Your instructions - Read the records beneath this task and copy every line that contains the string "polygon".

Data for processing -
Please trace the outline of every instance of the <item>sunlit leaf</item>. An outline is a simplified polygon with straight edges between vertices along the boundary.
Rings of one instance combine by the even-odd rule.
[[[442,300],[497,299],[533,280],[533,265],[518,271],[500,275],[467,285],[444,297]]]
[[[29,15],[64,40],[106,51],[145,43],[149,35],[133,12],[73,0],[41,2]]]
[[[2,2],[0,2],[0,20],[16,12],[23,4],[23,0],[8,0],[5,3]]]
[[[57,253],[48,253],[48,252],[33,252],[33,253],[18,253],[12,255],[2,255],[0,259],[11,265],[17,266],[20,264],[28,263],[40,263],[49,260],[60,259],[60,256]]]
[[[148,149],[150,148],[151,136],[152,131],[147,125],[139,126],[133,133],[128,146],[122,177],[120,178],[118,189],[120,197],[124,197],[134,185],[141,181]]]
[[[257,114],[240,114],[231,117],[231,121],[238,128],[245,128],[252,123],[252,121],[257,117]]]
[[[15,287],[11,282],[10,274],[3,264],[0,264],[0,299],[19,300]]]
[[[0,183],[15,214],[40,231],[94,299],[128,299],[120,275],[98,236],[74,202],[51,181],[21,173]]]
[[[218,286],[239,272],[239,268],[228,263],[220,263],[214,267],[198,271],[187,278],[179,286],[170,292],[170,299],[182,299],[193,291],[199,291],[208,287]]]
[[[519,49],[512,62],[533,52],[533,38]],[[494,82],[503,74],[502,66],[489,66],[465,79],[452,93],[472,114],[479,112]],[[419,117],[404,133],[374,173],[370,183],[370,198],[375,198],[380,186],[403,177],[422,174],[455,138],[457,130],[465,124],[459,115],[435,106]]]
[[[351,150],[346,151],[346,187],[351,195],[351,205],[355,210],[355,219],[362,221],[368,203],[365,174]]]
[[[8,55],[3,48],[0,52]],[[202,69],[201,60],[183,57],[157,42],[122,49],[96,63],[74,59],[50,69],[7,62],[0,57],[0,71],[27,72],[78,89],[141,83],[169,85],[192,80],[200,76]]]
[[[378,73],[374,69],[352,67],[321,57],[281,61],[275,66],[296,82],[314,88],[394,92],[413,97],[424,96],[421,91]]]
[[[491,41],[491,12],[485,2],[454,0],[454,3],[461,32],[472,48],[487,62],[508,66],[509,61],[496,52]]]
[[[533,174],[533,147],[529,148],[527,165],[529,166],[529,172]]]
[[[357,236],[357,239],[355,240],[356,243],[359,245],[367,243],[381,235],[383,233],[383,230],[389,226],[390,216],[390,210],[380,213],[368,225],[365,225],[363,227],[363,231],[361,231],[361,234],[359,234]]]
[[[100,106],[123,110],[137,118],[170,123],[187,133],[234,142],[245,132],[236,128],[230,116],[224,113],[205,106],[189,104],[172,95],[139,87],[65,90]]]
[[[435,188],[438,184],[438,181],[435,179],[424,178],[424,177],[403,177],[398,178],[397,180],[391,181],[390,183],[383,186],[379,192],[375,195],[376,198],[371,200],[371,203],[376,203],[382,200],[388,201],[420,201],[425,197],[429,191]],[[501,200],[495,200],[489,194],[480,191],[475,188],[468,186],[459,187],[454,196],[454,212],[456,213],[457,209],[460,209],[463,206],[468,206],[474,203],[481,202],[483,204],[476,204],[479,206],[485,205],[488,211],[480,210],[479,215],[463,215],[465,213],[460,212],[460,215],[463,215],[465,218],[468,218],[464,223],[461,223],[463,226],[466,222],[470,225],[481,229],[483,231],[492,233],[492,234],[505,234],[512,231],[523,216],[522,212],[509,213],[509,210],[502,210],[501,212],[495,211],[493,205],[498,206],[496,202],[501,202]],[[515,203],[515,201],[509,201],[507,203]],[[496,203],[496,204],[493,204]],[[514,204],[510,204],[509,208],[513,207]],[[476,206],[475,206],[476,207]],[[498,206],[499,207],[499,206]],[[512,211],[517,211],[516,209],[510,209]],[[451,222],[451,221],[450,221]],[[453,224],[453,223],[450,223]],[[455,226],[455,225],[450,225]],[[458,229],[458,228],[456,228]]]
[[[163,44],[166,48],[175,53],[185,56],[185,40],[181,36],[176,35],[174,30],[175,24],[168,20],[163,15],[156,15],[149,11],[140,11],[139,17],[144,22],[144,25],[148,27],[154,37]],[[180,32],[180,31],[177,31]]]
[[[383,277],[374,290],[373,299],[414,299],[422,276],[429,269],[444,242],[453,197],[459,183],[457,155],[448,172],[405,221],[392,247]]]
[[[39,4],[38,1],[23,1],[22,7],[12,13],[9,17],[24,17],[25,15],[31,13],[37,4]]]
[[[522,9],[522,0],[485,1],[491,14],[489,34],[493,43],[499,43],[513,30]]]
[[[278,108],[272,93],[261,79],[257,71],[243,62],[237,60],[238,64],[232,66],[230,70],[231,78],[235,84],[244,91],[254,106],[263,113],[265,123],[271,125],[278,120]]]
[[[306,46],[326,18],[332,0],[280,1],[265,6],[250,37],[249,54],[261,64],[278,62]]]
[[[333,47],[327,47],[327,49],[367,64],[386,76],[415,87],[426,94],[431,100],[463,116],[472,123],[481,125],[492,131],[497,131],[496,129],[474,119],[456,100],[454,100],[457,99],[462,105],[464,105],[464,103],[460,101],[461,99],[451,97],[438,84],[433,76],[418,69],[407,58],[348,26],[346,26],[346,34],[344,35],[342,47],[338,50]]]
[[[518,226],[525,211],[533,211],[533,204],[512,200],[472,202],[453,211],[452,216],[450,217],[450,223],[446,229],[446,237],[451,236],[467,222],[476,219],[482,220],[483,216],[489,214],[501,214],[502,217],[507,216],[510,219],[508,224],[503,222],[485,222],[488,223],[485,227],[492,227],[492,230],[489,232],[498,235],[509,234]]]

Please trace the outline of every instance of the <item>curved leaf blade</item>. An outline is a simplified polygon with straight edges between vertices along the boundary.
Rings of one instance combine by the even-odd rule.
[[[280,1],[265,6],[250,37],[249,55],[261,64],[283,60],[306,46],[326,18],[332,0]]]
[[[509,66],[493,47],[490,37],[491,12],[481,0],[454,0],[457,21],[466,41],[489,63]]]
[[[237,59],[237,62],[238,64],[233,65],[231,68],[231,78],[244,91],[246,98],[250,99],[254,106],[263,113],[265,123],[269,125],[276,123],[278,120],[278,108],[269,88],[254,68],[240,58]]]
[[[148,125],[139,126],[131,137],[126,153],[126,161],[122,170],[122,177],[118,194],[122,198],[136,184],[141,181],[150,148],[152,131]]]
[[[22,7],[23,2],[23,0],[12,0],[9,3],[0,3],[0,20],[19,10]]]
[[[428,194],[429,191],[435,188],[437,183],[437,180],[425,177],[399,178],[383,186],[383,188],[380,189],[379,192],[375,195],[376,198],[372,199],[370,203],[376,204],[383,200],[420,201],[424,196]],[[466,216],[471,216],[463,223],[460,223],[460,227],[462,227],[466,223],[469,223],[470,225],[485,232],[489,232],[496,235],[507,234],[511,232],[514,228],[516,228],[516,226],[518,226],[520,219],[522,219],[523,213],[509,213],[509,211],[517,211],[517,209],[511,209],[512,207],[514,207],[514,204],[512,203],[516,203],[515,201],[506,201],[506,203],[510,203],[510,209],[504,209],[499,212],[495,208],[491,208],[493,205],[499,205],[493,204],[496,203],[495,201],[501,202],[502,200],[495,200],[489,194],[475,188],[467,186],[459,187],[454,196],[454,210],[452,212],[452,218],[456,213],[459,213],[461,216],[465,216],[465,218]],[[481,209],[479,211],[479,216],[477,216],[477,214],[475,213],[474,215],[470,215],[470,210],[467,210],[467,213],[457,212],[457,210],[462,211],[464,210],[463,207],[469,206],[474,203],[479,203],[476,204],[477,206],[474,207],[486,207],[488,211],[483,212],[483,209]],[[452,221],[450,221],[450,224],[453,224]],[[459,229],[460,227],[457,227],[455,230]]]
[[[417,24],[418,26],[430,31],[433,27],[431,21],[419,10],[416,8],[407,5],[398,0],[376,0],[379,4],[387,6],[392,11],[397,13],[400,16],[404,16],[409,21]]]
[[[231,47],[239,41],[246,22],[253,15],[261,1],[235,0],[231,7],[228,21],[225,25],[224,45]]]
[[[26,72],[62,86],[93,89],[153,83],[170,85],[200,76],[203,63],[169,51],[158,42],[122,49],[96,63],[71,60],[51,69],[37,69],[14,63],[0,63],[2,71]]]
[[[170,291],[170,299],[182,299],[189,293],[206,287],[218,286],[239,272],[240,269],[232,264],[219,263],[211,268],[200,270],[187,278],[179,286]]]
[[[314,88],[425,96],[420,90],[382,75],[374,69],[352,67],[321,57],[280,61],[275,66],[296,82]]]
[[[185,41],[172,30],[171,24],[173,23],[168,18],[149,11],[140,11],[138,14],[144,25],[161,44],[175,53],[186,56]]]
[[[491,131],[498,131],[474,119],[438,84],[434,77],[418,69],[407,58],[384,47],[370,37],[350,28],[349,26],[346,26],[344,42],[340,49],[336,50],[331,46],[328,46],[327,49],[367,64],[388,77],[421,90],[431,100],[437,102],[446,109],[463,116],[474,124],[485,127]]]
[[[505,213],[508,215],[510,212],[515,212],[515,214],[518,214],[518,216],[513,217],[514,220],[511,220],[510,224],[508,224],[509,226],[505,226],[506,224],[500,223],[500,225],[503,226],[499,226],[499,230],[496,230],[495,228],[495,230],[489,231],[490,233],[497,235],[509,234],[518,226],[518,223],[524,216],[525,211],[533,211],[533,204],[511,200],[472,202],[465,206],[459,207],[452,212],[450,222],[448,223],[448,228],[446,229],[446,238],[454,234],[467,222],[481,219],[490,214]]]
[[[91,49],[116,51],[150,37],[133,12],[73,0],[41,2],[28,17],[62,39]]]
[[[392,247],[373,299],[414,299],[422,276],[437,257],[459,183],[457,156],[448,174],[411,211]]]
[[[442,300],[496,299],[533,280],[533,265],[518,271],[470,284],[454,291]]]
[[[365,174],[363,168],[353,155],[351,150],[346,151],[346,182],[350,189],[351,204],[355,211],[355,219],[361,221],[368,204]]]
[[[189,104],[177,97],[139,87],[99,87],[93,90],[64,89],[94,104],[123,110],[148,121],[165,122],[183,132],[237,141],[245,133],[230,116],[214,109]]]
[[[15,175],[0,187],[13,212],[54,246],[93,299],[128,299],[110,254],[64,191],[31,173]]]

Response area -
Please trace the outline of every instance of the <item>sunlit leaf</item>. An outline is a simplified polygon with straight edges between vertices along the boundary.
Please trace the outline of every instance of the <item>curved leaf blade</item>. An outline is a simplified polygon with straight edges between vertices along the boundary.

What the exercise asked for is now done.